Future Cinema

Course Site for Future Cinema 1 (and sometimes Future Cinema 2: Applied Theory) at York University, Canada

Repairing Reality?

In Reality is Broken Jane McGonigal makes an exploration of how the game culture can not only help the people to achieve happiness and fulfillment, but also even to apply the inner logics of game to “fix” reality, I take it that particularly all the aspects from reality that makes people want to escape from reality, poverty, social problems, violence, depression, and so on. According to the author, by applying the elements that make a game compelling to our view of the world, we can not only become better problem solving persons but as well be happier in our everyday life because we will have a clearer sense of how the world works. McGonigal has also made fortunate findings while using game logic to create platforms that seek to bring social collaboration between people and bring benefits and help to those who need it, with remarkable achievements like taking water to communities in need or agricultural developments to people in hunger. The possibility of using game as a strategy to bring people together into a relevant goal is something that needs to be more developed and studied.

DATA ROWS |
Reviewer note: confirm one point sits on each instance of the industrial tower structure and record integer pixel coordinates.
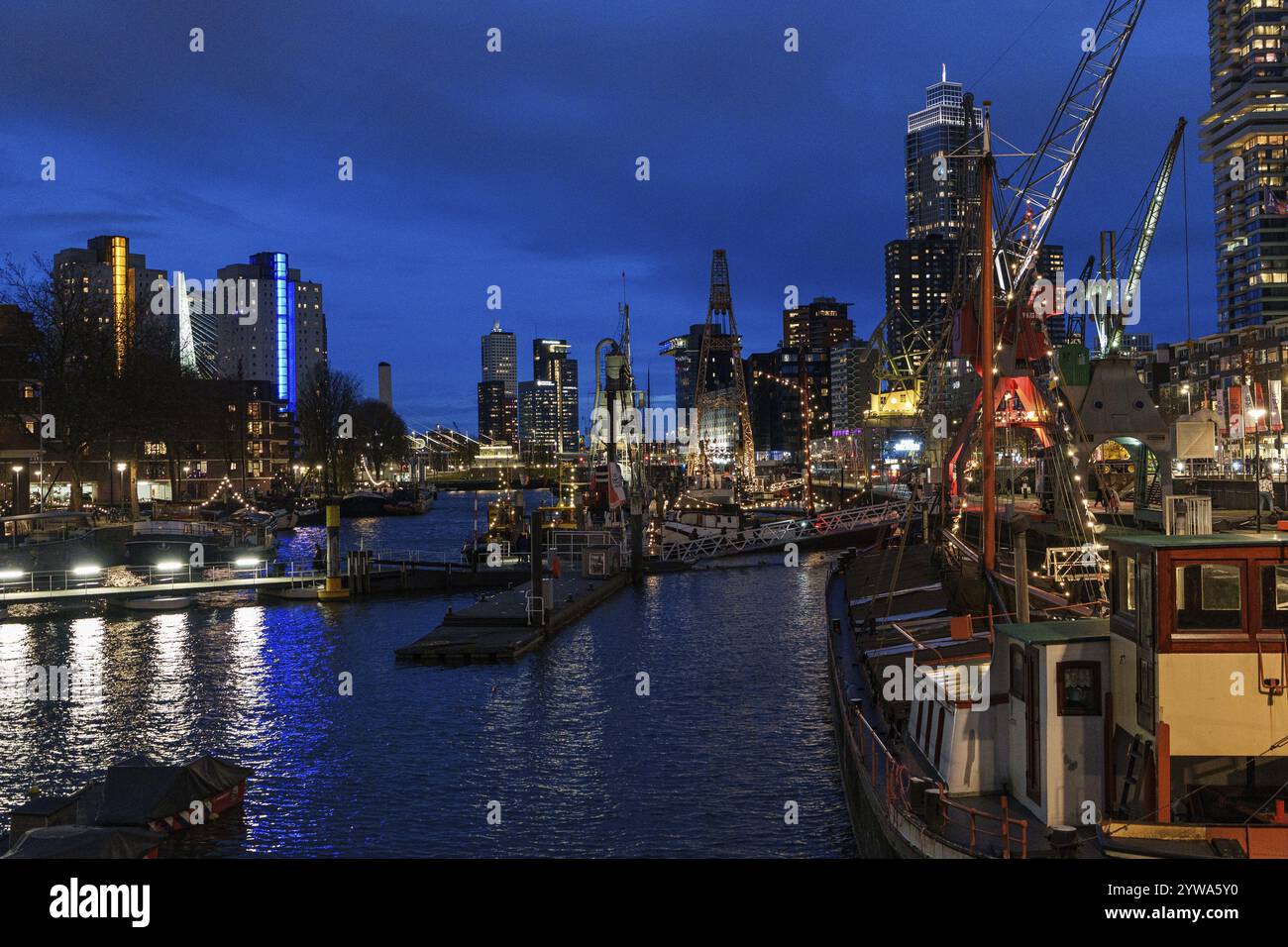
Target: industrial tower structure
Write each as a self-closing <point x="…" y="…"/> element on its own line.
<point x="722" y="418"/>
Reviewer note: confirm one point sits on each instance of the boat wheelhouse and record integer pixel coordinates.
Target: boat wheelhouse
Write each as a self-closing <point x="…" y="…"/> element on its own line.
<point x="47" y="541"/>
<point x="1196" y="681"/>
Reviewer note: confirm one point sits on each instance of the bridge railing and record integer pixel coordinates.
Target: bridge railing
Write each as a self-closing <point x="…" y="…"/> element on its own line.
<point x="784" y="531"/>
<point x="89" y="578"/>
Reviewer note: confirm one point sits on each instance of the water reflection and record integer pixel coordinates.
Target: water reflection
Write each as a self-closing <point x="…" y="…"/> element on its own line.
<point x="734" y="723"/>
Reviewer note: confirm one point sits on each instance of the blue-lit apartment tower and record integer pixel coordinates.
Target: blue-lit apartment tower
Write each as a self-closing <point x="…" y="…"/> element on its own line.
<point x="282" y="335"/>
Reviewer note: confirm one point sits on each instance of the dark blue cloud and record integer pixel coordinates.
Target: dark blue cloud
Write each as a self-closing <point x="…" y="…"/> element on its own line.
<point x="518" y="169"/>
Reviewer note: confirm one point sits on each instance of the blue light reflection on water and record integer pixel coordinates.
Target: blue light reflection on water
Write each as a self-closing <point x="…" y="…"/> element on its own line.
<point x="734" y="727"/>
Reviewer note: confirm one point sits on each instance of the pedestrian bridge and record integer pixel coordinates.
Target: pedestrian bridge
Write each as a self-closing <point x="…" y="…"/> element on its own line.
<point x="838" y="522"/>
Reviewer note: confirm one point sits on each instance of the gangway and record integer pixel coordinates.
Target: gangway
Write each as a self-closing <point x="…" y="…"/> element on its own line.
<point x="784" y="531"/>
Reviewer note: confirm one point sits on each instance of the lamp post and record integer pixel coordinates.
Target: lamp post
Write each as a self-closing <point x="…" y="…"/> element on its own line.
<point x="1256" y="415"/>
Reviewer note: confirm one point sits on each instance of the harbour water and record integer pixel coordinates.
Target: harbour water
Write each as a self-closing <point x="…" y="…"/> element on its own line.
<point x="734" y="727"/>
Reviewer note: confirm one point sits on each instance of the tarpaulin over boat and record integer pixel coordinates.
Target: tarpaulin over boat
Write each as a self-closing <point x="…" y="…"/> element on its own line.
<point x="140" y="789"/>
<point x="85" y="841"/>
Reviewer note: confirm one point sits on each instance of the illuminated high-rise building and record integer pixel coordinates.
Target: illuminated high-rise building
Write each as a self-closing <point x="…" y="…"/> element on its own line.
<point x="1245" y="140"/>
<point x="107" y="270"/>
<point x="498" y="390"/>
<point x="940" y="180"/>
<point x="279" y="333"/>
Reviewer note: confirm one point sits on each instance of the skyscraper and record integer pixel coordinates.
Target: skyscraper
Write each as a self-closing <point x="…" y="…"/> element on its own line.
<point x="940" y="180"/>
<point x="108" y="270"/>
<point x="497" y="420"/>
<point x="822" y="324"/>
<point x="500" y="359"/>
<point x="498" y="390"/>
<point x="1245" y="140"/>
<point x="282" y="337"/>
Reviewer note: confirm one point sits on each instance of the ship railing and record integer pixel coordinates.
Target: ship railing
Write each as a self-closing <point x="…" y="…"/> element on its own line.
<point x="88" y="578"/>
<point x="782" y="531"/>
<point x="975" y="822"/>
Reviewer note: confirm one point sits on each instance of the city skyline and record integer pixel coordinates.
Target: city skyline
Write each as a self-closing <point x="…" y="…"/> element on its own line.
<point x="407" y="221"/>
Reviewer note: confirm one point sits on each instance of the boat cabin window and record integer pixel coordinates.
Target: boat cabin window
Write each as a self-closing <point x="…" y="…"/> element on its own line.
<point x="1127" y="583"/>
<point x="1077" y="688"/>
<point x="1274" y="595"/>
<point x="1017" y="684"/>
<point x="1209" y="595"/>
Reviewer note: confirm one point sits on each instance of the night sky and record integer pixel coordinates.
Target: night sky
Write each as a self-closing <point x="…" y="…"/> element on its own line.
<point x="518" y="169"/>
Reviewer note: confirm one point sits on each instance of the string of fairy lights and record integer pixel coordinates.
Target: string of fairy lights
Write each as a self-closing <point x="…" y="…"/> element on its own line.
<point x="227" y="484"/>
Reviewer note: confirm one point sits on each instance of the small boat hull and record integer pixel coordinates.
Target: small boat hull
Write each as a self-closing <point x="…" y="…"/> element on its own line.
<point x="160" y="603"/>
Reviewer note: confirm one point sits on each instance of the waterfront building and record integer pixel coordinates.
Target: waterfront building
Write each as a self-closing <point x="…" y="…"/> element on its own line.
<point x="500" y="360"/>
<point x="1245" y="140"/>
<point x="497" y="414"/>
<point x="940" y="180"/>
<point x="774" y="399"/>
<point x="1228" y="372"/>
<point x="282" y="334"/>
<point x="553" y="408"/>
<point x="385" y="384"/>
<point x="498" y="390"/>
<point x="854" y="381"/>
<point x="687" y="350"/>
<point x="233" y="428"/>
<point x="819" y="325"/>
<point x="115" y="277"/>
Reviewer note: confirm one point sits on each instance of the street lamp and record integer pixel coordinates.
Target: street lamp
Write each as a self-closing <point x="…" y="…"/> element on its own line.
<point x="1256" y="415"/>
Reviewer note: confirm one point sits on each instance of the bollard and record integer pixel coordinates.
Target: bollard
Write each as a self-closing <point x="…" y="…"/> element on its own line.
<point x="334" y="587"/>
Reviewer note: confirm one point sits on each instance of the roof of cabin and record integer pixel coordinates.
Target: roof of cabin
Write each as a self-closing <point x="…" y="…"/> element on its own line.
<point x="1057" y="631"/>
<point x="1157" y="540"/>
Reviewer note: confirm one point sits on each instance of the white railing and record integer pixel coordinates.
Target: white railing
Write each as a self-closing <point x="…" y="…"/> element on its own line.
<point x="1188" y="515"/>
<point x="782" y="531"/>
<point x="90" y="579"/>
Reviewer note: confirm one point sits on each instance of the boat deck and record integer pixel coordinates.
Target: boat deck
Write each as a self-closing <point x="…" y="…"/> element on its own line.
<point x="888" y="618"/>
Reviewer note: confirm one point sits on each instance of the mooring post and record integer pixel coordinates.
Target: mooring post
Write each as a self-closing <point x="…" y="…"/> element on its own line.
<point x="539" y="554"/>
<point x="636" y="540"/>
<point x="334" y="587"/>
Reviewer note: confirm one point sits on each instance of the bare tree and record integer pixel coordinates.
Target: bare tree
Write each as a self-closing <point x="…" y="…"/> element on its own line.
<point x="326" y="398"/>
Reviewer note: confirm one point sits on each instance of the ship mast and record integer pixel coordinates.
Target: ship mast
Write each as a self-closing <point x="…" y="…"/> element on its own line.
<point x="988" y="459"/>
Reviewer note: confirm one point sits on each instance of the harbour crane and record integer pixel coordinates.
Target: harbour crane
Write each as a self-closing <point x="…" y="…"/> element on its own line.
<point x="1137" y="236"/>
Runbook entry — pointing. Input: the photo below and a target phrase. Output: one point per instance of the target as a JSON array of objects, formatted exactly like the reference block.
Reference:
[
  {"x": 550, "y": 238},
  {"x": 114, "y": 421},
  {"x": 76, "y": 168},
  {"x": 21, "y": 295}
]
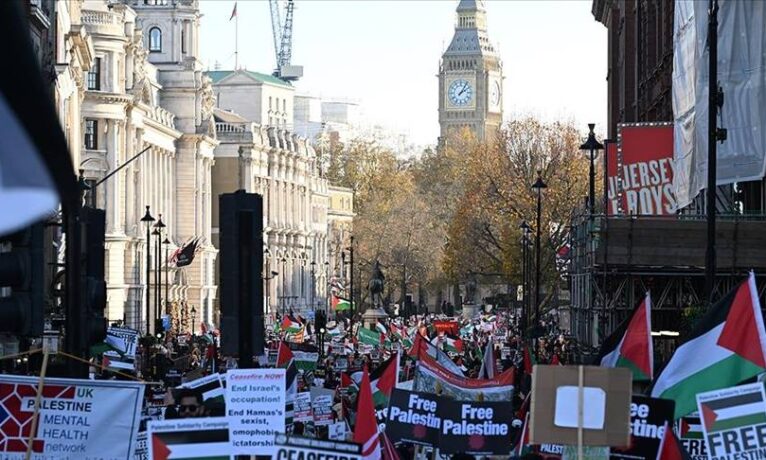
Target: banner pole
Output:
[
  {"x": 580, "y": 411},
  {"x": 36, "y": 412}
]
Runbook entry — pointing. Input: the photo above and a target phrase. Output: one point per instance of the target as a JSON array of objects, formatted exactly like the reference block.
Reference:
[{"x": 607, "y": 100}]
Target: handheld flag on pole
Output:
[
  {"x": 631, "y": 344},
  {"x": 727, "y": 346},
  {"x": 366, "y": 429}
]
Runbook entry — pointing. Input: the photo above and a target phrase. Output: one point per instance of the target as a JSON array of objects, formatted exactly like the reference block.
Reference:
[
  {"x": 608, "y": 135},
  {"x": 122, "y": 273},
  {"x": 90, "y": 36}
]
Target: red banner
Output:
[
  {"x": 644, "y": 158},
  {"x": 446, "y": 327}
]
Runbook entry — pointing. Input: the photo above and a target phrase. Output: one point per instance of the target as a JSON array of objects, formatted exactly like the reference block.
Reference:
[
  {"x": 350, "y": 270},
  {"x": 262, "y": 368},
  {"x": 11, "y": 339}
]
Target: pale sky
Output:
[{"x": 385, "y": 53}]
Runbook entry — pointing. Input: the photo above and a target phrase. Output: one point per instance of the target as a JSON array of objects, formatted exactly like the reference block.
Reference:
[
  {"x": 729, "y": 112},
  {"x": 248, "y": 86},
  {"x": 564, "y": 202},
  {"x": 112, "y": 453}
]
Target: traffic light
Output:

REQUESTS |
A. What two remarkable achievements of McGonigal's collaboration platforms does the post about Reality is Broken mention?
B. Report every row that contains the string "hull".
The rows have no connection to the post about Reality is Broken.

RESPONSES FOR EACH TASK |
A. Taking water to communities in need and agricultural developments to people in hunger.

B.
Reviewer note: confirm one point sits on each instance of the small boat hull and record integer pixel coordinates.
Target: small boat hull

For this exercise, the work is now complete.